### Elenco dei compiti
A) Riformuli come breve elenco puntato il paragrafo del brano sul Berm che inizia con «La zona Est del muro», mantenendone i fatti principali.
B) Secondo il brano sul Berm, quanti km quadrati di contaminazione da mine presentava la zona Est del muro alla fine del 2016?
C) Prosegua il brano sul Berm a partire dalla sua ultima frase.

------ Brano citato

La zona Est del muro, anche detto Berm, presentava, alla fine del 2016, 252 km quadrati di contaminazione da mine, mentre la contaminazione a Ovest del Berm non è nota. Secondo i dati forniti dal Landmine and Cluster Munition Monitor, un’iniziativa che fornisce materiali e ricerche nell’ambito della Campagna internazionale per la messa al bando delle mine antiuomo e la Cluster Munition Coalition, quantificare il territorio compromesso è in questa area particolarmente difficile. La zona a Est del Berm è contaminata anche da munizioni a grappolo ovvero l’eredità della guerra tra l’esercito reale marocchino e il Fronte popolare per la liberazione della Saguia el Hamra e il Rio de Oro (Fronte del Polisario).

------------
------ Dati da esaminare

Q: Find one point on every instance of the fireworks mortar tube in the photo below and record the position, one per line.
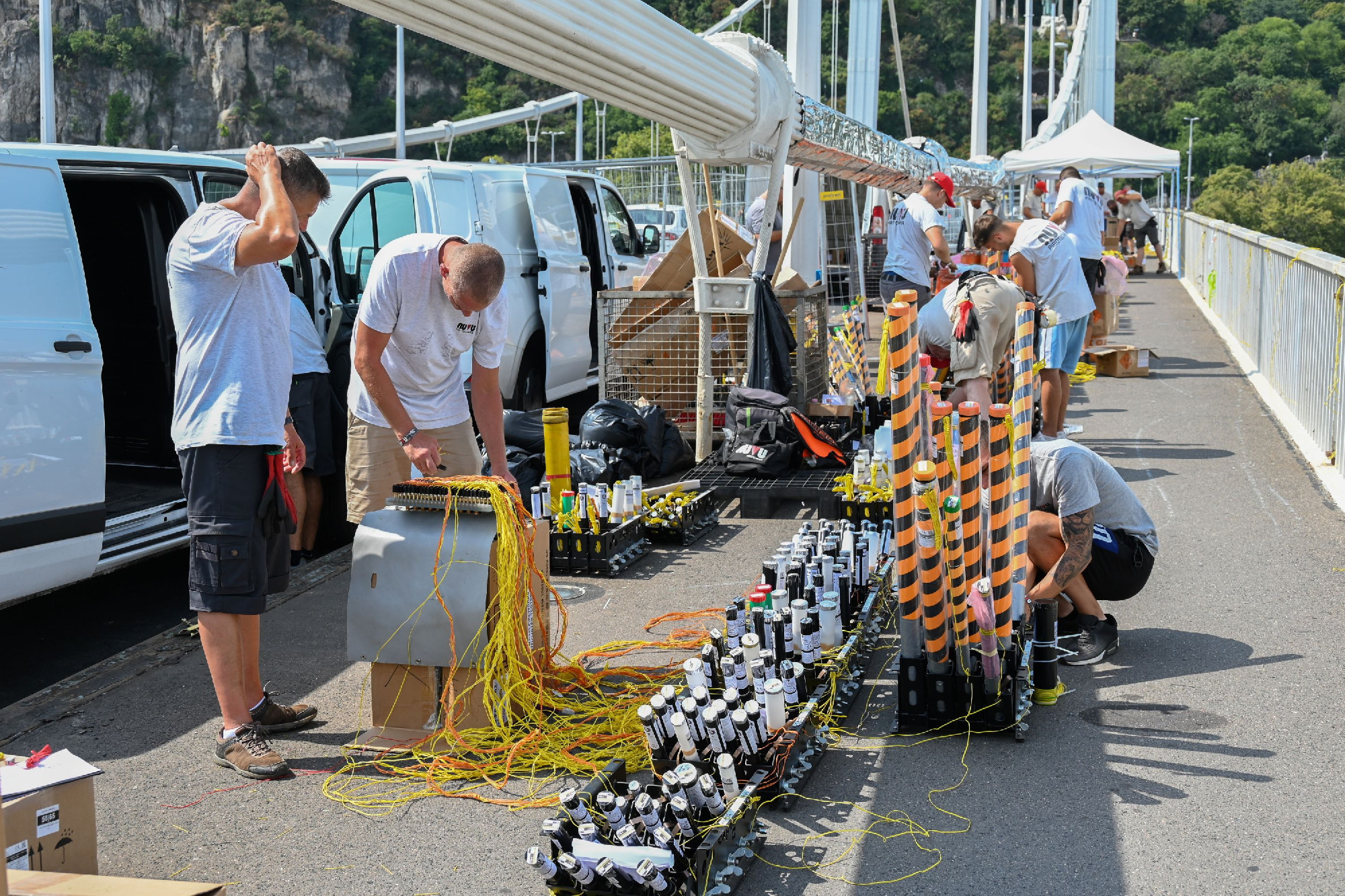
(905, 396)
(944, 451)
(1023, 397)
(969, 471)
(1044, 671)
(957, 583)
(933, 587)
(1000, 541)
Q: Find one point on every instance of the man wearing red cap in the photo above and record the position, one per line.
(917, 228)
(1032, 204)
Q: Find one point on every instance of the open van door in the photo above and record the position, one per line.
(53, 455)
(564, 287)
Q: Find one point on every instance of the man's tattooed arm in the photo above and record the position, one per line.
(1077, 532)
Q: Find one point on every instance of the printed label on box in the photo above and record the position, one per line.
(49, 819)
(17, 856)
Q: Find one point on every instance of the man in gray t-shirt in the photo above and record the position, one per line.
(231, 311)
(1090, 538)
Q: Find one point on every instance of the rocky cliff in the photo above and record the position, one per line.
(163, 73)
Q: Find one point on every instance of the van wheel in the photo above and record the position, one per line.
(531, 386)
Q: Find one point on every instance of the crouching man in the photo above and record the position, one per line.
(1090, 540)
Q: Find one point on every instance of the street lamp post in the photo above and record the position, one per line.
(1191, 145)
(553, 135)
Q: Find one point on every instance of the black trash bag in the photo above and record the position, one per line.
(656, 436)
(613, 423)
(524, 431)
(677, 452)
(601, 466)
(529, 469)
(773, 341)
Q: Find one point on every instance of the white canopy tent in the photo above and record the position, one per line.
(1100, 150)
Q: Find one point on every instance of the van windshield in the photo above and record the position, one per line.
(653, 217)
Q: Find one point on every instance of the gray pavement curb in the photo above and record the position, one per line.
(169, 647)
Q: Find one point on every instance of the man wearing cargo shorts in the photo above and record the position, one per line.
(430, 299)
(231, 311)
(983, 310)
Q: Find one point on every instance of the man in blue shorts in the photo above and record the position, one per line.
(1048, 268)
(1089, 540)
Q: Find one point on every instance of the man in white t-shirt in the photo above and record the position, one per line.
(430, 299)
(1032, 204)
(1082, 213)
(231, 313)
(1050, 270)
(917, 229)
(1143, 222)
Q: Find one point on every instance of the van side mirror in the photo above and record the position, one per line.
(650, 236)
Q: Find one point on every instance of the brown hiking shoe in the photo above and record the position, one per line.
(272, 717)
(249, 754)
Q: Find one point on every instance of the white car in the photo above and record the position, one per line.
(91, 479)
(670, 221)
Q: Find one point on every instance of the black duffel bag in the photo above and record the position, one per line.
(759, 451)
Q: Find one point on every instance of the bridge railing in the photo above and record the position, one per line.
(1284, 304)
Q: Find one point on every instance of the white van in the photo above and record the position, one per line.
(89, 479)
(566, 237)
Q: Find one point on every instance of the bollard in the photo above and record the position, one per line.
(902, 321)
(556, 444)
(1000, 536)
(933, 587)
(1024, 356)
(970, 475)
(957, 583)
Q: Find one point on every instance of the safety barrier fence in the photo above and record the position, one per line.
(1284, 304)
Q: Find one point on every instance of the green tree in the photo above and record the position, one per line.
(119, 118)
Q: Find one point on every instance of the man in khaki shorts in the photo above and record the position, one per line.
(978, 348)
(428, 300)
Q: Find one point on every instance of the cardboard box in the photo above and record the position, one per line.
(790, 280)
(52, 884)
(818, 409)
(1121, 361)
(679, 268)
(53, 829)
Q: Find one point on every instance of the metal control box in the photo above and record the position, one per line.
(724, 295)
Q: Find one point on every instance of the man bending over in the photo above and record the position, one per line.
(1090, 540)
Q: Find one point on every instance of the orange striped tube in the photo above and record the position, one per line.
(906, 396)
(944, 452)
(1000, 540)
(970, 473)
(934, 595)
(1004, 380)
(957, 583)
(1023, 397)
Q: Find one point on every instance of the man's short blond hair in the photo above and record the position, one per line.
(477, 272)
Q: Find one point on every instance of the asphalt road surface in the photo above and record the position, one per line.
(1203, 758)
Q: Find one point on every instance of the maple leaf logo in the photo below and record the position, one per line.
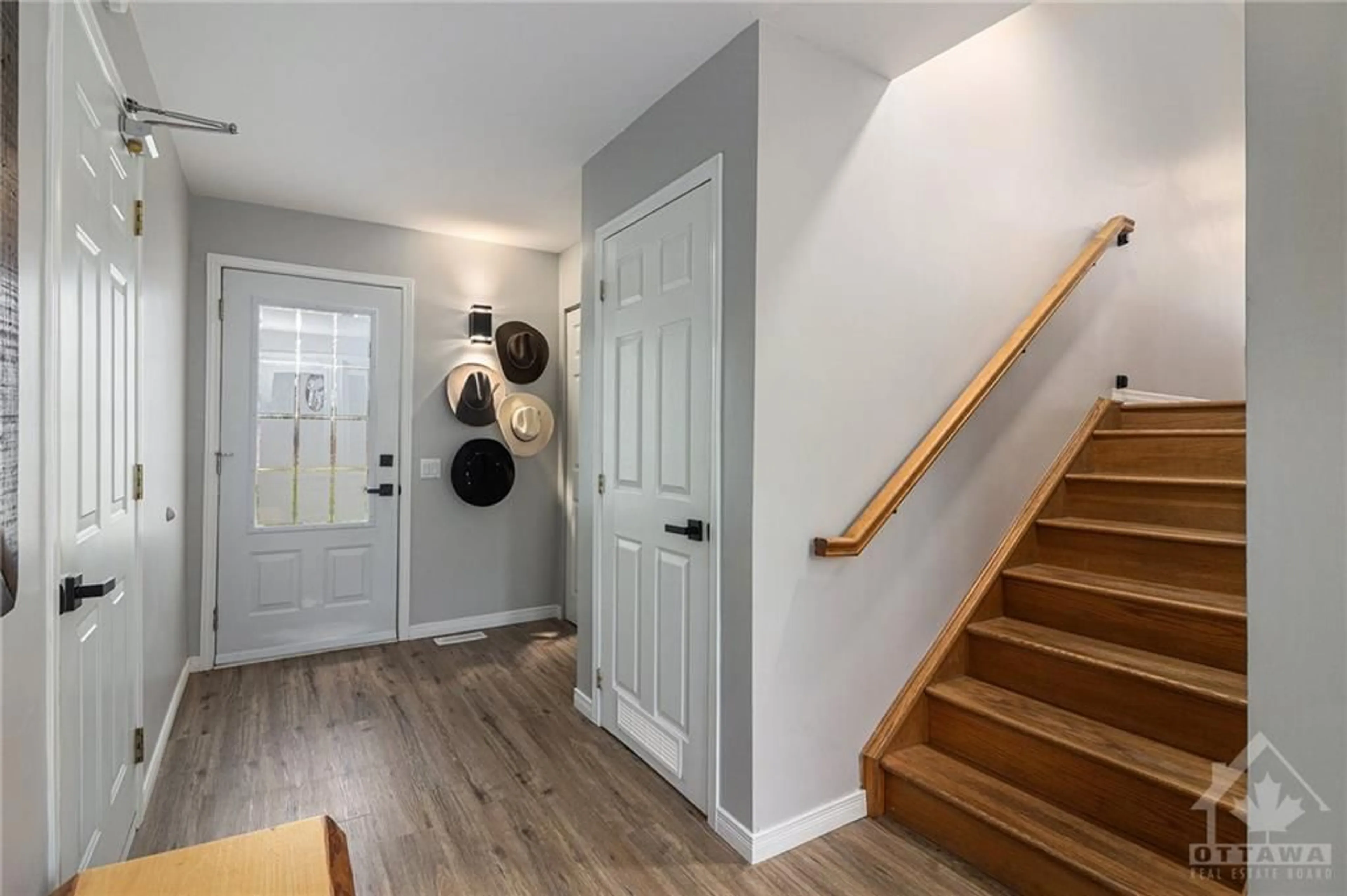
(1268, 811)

------------

### Soluzioni degli esercizi
A)
- Alla fine del 2016 la zona Est del Berm presentava 252 km quadrati di contaminazione da mine; quella a Ovest non è nota.
- Secondo il Landmine and Cluster Munition Monitor, in quest'area è particolarmente difficile quantificare il territorio compromesso.
- La zona Est è contaminata anche da munizioni a grappolo, eredità della guerra tra l'esercito reale marocchino e il Fronte del Polisario.

B) 252 km quadrati.

C)
Per bonificare l’area, nel 2013 l’autorità nazionale saharawi ha fondato, con il sostegno delle Nazioni Unite, l’ufficio Saharawi di coordinamento dell’azione contro le mine (Smaco).
In sette anni di attività l’organizzazione sostiene di aver liberato o sminato 148.8 milioni di metri quadrati di area pericolosa, bonificato 37 dei 61 campi di mine conosciuti e 459 aree contaminate da bombe, neutralizzato 7870 mine terrestri, 8830 resti di esplosivi di guerra, 24.494 munizioni, di aver formato 73.269 persone con “l’educazione del rischio” e aver assistito 252 persone (28 sopravvissuti e 224 i familiari). Smaco rileva poi che le vittime sono state 1024.
Il territorio minato intimidisce. La gente sa che percorrerlo è rischioso e capita che la fiducia vacilli anche nelle aree sminate. “Hanno paura anche nelle aree bonificate - dice Gaisi Nah, ufficiale operativo di Smac -. Per questo dobbiamo trasmettere fiducia e voglia di vivere il territorio. Crediamo che un modo per farlo sia piantare alberi. Gli alberi invogliano la gente a uscire, a fare pic nic, a passare giornate fuori dalle proprie tende. Sono un riparo di ombra per i cammellieri e per la popolazione nomade. L’albero è il nostro contrappeso alla paura”.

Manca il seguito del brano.